For every entry, reproduce the wording exactly and omit any image it holds.

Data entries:
****************

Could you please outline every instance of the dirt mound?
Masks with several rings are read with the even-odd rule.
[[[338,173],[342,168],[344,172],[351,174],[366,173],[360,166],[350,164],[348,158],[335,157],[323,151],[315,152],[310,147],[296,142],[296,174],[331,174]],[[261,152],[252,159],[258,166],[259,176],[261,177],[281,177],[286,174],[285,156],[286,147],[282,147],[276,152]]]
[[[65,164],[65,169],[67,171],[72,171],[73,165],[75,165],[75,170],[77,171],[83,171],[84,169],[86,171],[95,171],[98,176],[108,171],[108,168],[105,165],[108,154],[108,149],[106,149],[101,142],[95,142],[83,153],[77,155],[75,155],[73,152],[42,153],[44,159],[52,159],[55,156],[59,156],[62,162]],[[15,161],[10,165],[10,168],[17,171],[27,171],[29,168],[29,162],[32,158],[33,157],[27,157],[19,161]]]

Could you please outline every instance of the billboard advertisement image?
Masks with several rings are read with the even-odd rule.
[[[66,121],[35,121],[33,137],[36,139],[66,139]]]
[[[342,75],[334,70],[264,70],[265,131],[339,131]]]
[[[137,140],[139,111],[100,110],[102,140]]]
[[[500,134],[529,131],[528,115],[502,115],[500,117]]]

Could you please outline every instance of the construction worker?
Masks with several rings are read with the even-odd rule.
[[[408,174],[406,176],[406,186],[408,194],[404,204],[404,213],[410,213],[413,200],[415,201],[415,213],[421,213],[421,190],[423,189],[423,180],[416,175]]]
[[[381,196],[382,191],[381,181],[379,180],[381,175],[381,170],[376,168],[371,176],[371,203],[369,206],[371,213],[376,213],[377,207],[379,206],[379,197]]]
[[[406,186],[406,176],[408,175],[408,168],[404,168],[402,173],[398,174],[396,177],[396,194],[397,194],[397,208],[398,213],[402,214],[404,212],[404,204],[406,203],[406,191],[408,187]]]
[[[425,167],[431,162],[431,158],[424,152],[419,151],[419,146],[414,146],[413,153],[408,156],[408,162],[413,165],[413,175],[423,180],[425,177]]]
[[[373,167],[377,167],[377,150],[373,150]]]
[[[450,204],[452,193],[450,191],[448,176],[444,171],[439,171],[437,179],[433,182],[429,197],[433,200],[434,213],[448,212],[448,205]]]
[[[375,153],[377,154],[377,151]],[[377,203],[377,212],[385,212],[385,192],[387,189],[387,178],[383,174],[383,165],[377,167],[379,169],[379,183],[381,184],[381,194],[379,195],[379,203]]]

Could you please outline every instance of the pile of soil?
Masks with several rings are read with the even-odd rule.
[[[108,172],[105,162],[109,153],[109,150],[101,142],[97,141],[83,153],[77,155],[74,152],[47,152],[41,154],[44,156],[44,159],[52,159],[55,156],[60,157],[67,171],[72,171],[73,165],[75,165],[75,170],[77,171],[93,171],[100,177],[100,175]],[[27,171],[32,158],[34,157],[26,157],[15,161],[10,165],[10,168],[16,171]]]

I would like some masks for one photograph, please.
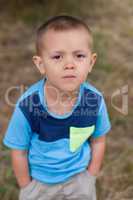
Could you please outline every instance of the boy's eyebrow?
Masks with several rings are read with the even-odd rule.
[[[72,53],[86,53],[87,51],[86,50],[81,50],[81,49],[79,49],[79,50],[75,50],[75,51],[73,51]],[[53,51],[52,53],[66,53],[66,51],[64,51],[64,50],[60,50],[60,51]]]
[[[81,49],[81,50],[76,50],[73,53],[86,53],[86,52],[87,52],[86,50]]]
[[[65,51],[60,50],[60,51],[52,51],[51,53],[64,53]]]

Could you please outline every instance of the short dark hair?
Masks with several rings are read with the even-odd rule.
[[[42,50],[42,36],[48,30],[64,31],[75,28],[84,28],[90,36],[90,48],[93,46],[92,32],[89,26],[79,17],[73,17],[70,15],[57,15],[49,18],[38,29],[36,34],[36,51],[37,54]]]

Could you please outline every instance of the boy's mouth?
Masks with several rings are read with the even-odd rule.
[[[63,76],[62,78],[63,79],[75,79],[76,76],[74,76],[74,75],[66,75],[66,76]]]

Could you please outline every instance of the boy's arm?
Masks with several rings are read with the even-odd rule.
[[[95,139],[93,138],[91,140],[92,159],[88,166],[88,171],[93,176],[97,176],[99,174],[104,158],[105,145],[106,136],[101,136]]]
[[[31,181],[29,175],[28,159],[26,150],[11,151],[12,166],[20,187],[25,187]]]

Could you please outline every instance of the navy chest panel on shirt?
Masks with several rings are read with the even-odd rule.
[[[57,119],[52,117],[40,102],[38,92],[26,97],[19,103],[19,108],[28,120],[33,132],[39,139],[52,142],[69,138],[70,127],[89,127],[96,124],[101,96],[84,89],[80,104],[67,118]]]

****************

_Task solution_.
Could you please outline every instance of the dirt mound?
Masks with several rings are read with the even-odd rule.
[[[338,173],[342,168],[344,172],[351,174],[366,173],[360,166],[350,164],[348,158],[335,157],[323,151],[315,152],[310,147],[296,142],[296,174],[331,174]],[[261,152],[252,159],[258,166],[259,176],[261,177],[281,177],[286,174],[285,156],[286,147],[282,147],[276,152]]]
[[[65,164],[65,169],[67,171],[72,171],[73,165],[75,165],[75,170],[77,171],[83,171],[84,169],[86,171],[95,171],[98,176],[108,171],[108,168],[105,165],[108,154],[108,149],[106,149],[101,142],[95,142],[83,153],[77,155],[75,155],[73,152],[42,153],[44,159],[52,159],[55,156],[59,156],[62,162]],[[15,161],[10,165],[10,168],[17,171],[27,171],[29,168],[29,162],[32,158],[33,157],[27,157],[19,161]]]

Could you please outline every instance of the billboard advertisement image?
Masks with several rings are read with the even-odd rule.
[[[66,121],[35,121],[33,137],[36,139],[66,139]]]
[[[342,75],[334,70],[264,70],[265,131],[339,131]]]
[[[137,140],[139,111],[100,110],[102,140]]]
[[[500,134],[529,131],[528,115],[502,115],[500,117]]]

Could you please outline every instance of the construction worker?
Masks with several rings are read with the even-odd rule.
[[[408,174],[406,176],[406,186],[408,194],[404,204],[404,213],[410,213],[413,200],[415,201],[415,213],[421,213],[421,190],[423,189],[423,180],[416,175]]]
[[[381,196],[382,191],[381,181],[379,180],[381,175],[381,170],[376,168],[371,176],[371,203],[369,206],[371,213],[376,213],[377,207],[379,206],[379,197]]]
[[[406,186],[406,176],[408,175],[408,168],[404,168],[402,173],[398,174],[396,177],[396,194],[397,194],[397,208],[398,213],[402,214],[404,212],[404,204],[406,203],[406,191],[408,187]]]
[[[425,167],[431,162],[431,158],[424,152],[419,151],[419,146],[414,146],[413,153],[408,156],[408,162],[413,165],[413,175],[423,180],[425,177]]]
[[[373,167],[377,167],[377,150],[373,150]]]
[[[450,204],[452,193],[450,191],[448,176],[444,171],[439,171],[437,179],[433,182],[429,197],[433,200],[434,213],[448,212],[448,205]]]
[[[375,153],[377,154],[377,151]],[[377,203],[377,212],[385,212],[385,192],[387,189],[387,178],[383,174],[383,165],[377,167],[379,169],[379,183],[381,184],[381,194],[379,195],[379,203]]]

Could you please outline every instance of the pile of soil?
Masks with several rings are read with the even-odd rule.
[[[108,172],[105,162],[109,153],[109,150],[101,142],[97,141],[83,153],[77,155],[74,152],[47,152],[41,154],[44,156],[44,159],[52,159],[55,156],[60,157],[67,171],[72,171],[73,165],[75,165],[75,170],[77,171],[93,171],[100,177],[100,175]],[[27,171],[32,158],[34,157],[26,157],[15,161],[10,165],[10,168],[16,171]]]

I would like some masks for one photograph, please.
Could you please outline every instance of the boy's eyebrow?
Masks with several rings are read with the even-odd rule.
[[[72,53],[86,53],[87,51],[86,50],[81,50],[81,49],[79,49],[79,50],[75,50],[75,51],[73,51]],[[53,51],[52,53],[66,53],[66,51],[64,51],[64,50],[60,50],[60,51]]]
[[[81,49],[81,50],[76,50],[73,53],[86,53],[86,52],[87,52],[86,50]]]
[[[65,51],[60,50],[60,51],[52,51],[51,53],[64,53]]]

Could you please outline every instance of the short dark hair?
Masks with several rings are read with the even-odd rule.
[[[42,50],[42,36],[48,30],[64,31],[75,28],[84,28],[90,36],[90,48],[93,46],[92,32],[89,26],[79,17],[73,17],[70,15],[57,15],[49,18],[38,29],[36,34],[36,51],[37,54]]]

Could you please outline every instance of the boy's mouth?
Masks with several rings are read with the even-odd rule.
[[[63,76],[62,78],[63,79],[75,79],[76,76],[74,76],[74,75],[66,75],[66,76]]]

Could you please outline every instance of the boy's arm?
Masks with several rings are read with the even-odd rule.
[[[95,139],[93,138],[91,140],[92,159],[88,166],[88,171],[93,176],[97,176],[99,174],[104,158],[105,145],[106,136],[101,136]]]
[[[31,181],[29,175],[28,159],[26,150],[11,151],[12,166],[20,187],[25,187]]]

Could you please outline every instance of the navy chest panel on shirt?
Masks with several rings are read with the even-odd rule.
[[[57,119],[52,117],[40,102],[38,92],[26,97],[19,103],[19,108],[28,120],[33,132],[39,139],[52,142],[69,138],[70,127],[89,127],[96,124],[101,96],[84,89],[80,104],[67,118]]]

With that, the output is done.